++++ Material to process ++++

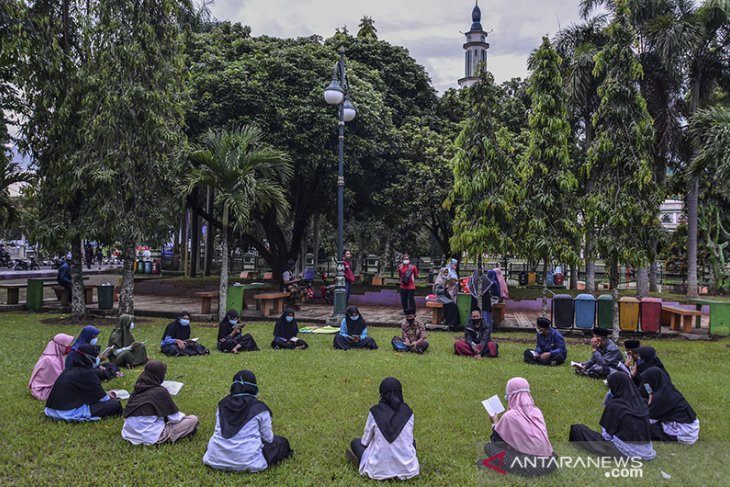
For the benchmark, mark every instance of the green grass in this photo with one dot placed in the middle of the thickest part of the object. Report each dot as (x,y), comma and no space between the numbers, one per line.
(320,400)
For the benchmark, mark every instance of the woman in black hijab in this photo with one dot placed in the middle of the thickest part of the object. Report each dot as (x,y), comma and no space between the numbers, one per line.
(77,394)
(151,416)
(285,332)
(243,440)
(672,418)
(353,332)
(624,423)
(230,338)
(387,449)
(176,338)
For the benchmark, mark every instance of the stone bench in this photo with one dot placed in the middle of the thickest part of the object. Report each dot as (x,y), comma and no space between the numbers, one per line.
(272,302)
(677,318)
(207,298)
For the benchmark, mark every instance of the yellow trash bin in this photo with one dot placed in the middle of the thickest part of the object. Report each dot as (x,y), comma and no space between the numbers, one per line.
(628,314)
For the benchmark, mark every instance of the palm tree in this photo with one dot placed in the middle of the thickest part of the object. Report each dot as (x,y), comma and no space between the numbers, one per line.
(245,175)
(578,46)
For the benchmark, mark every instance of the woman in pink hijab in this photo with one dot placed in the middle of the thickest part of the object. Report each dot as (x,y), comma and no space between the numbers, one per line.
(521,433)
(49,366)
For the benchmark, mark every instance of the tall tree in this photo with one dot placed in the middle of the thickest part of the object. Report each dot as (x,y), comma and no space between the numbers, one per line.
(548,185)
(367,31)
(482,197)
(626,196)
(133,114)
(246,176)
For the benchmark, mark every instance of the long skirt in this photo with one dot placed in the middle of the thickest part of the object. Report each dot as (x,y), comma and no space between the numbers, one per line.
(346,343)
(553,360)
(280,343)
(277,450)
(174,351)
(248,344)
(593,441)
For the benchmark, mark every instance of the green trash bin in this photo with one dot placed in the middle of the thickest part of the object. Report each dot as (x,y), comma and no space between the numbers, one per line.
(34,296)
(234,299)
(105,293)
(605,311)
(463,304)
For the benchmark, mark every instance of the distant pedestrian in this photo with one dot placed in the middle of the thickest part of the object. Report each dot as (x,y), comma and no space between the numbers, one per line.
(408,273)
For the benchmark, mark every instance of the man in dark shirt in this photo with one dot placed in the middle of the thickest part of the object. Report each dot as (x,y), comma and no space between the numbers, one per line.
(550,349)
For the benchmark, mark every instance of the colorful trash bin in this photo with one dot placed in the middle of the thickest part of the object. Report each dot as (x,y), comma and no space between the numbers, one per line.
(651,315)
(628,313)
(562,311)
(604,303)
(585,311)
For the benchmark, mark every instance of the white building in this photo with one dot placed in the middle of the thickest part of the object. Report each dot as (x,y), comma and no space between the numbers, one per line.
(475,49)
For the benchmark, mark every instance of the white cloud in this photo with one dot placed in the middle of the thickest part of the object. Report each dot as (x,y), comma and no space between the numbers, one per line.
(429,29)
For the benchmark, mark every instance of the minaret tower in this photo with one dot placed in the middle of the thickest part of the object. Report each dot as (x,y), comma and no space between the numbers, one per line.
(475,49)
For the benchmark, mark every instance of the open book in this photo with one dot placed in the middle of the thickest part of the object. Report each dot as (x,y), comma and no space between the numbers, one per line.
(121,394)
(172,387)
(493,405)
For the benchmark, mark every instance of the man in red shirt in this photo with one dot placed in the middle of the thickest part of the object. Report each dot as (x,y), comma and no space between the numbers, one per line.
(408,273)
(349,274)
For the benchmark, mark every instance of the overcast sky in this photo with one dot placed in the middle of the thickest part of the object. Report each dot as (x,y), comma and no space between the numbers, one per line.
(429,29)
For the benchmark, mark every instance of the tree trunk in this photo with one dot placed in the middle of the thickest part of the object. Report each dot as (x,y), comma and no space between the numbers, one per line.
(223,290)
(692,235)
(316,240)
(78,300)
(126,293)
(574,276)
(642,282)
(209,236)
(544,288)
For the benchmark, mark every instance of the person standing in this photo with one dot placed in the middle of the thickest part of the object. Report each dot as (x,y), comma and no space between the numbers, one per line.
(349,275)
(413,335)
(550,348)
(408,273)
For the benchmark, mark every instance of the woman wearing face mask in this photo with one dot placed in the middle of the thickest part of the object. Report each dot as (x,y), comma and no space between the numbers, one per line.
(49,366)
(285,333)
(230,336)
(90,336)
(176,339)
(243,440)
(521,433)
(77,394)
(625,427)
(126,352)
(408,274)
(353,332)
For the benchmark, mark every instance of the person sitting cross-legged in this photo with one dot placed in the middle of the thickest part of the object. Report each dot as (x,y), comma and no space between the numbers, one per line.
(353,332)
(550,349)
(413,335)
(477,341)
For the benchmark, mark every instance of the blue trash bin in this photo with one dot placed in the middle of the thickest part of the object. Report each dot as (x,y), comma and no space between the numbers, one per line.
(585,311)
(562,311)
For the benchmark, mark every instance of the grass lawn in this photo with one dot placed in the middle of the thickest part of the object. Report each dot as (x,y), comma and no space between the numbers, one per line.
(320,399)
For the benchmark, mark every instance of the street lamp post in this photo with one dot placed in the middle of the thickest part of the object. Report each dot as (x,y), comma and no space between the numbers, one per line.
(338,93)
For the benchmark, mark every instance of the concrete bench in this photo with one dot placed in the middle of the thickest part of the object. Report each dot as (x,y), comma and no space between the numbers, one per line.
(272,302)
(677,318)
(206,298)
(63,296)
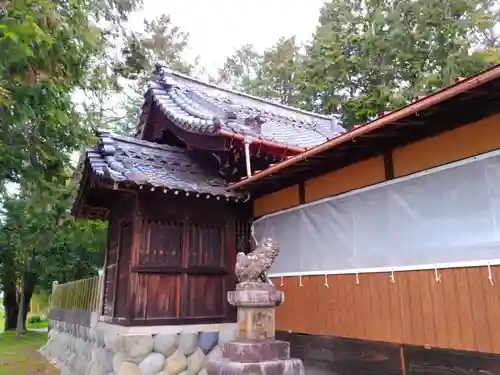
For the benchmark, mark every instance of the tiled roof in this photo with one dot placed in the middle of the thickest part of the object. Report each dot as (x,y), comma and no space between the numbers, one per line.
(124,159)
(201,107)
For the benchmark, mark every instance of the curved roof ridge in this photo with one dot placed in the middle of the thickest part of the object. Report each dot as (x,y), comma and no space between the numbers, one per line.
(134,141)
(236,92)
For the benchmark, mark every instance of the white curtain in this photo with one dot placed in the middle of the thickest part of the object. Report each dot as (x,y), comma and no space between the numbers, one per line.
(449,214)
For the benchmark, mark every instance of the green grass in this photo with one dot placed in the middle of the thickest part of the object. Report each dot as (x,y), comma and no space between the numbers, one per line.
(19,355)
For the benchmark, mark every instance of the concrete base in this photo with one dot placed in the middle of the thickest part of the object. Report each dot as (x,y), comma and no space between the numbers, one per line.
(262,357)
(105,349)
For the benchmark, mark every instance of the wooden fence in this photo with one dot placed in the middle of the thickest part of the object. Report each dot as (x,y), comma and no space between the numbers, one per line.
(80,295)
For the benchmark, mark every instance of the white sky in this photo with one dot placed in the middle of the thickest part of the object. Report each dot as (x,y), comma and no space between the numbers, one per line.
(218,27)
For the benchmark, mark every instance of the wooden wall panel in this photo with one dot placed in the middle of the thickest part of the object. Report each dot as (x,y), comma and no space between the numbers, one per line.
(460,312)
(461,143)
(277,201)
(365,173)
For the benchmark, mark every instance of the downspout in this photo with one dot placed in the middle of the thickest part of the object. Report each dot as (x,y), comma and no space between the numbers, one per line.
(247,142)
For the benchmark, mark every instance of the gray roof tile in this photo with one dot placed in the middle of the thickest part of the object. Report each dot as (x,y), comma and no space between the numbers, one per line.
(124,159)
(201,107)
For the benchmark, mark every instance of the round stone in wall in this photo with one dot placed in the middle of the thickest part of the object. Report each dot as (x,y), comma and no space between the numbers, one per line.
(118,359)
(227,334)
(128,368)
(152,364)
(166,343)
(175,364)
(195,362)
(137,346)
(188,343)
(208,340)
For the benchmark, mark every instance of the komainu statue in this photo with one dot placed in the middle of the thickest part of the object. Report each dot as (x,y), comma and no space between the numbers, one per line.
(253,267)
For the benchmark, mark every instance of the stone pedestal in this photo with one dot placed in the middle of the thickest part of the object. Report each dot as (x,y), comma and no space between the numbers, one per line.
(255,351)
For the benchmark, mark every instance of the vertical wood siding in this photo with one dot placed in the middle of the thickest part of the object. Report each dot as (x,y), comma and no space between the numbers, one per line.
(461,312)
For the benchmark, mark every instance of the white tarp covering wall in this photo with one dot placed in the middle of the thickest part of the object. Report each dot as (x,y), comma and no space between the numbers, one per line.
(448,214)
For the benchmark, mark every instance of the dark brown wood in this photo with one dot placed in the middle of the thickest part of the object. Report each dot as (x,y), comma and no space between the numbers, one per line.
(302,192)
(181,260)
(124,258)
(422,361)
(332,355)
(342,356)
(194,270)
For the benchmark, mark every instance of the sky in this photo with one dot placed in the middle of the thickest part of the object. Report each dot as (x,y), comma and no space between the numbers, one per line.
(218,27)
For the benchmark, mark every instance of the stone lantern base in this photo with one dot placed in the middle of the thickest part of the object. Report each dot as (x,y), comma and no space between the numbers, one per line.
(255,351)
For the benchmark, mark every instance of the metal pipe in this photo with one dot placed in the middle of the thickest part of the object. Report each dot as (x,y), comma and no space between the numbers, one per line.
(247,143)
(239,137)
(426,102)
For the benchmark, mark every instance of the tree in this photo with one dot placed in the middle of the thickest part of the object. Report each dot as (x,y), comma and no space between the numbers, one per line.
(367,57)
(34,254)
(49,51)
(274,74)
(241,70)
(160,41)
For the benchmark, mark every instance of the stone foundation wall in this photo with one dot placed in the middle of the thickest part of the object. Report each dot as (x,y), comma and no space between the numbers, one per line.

++++

> _What is required_
Nothing but the lines from the line with "For the benchmark, mark every instance of the white tarp" to the last line of the listing above should appear; please retype them exactly, both ends included.

> _Complete output_
For the benchmark, mark every instance of the white tarp covering wall in this photo with one dot placed in the middle of the thickest part of the object. Report each dot as (x,y), comma and no space between the numbers, one per line.
(448,214)
For the benchmark, mark every instance of the dark brown wood in this photo with one dot placed in the middle of the thickest part of the object. Report each dot as (x,y), comma and no space between the numbers, one per line.
(302,192)
(181,260)
(124,258)
(422,361)
(332,355)
(342,356)
(194,270)
For the benchmark, mark every instance of the sky in this photo with one dot placed in the middle of the thickest part of the object. Report each dot as (x,y), comma and no space between the numbers, one per line.
(218,27)
For the benchmark, mark every instance of the stone lantern base in this photo with one dot placed in the middle of the thickest part of the object. Report each dot as (x,y), comma and no space between the numbers, one per line.
(255,351)
For the benchmark, mark every instance of the metal pipe in this photo with one dot placed in the middle of the thickest part of the object. Report each dot as (x,y), comma and no space between the numbers, one per line.
(247,143)
(239,137)
(426,102)
For the benchmark, mark every instance of the tree in this photo with one dot placed in the middle of the thickest part of the object. Report each dot as (x,y), comma and no space between the numbers, one per line.
(367,57)
(34,254)
(49,51)
(274,74)
(241,70)
(160,41)
For the benchmark, mark every instance of the stone foundation wall in this photo with one dot placed in the middle of the thickest part of the object. Report each dot as (x,y), comma and no space between the numbers, one per line.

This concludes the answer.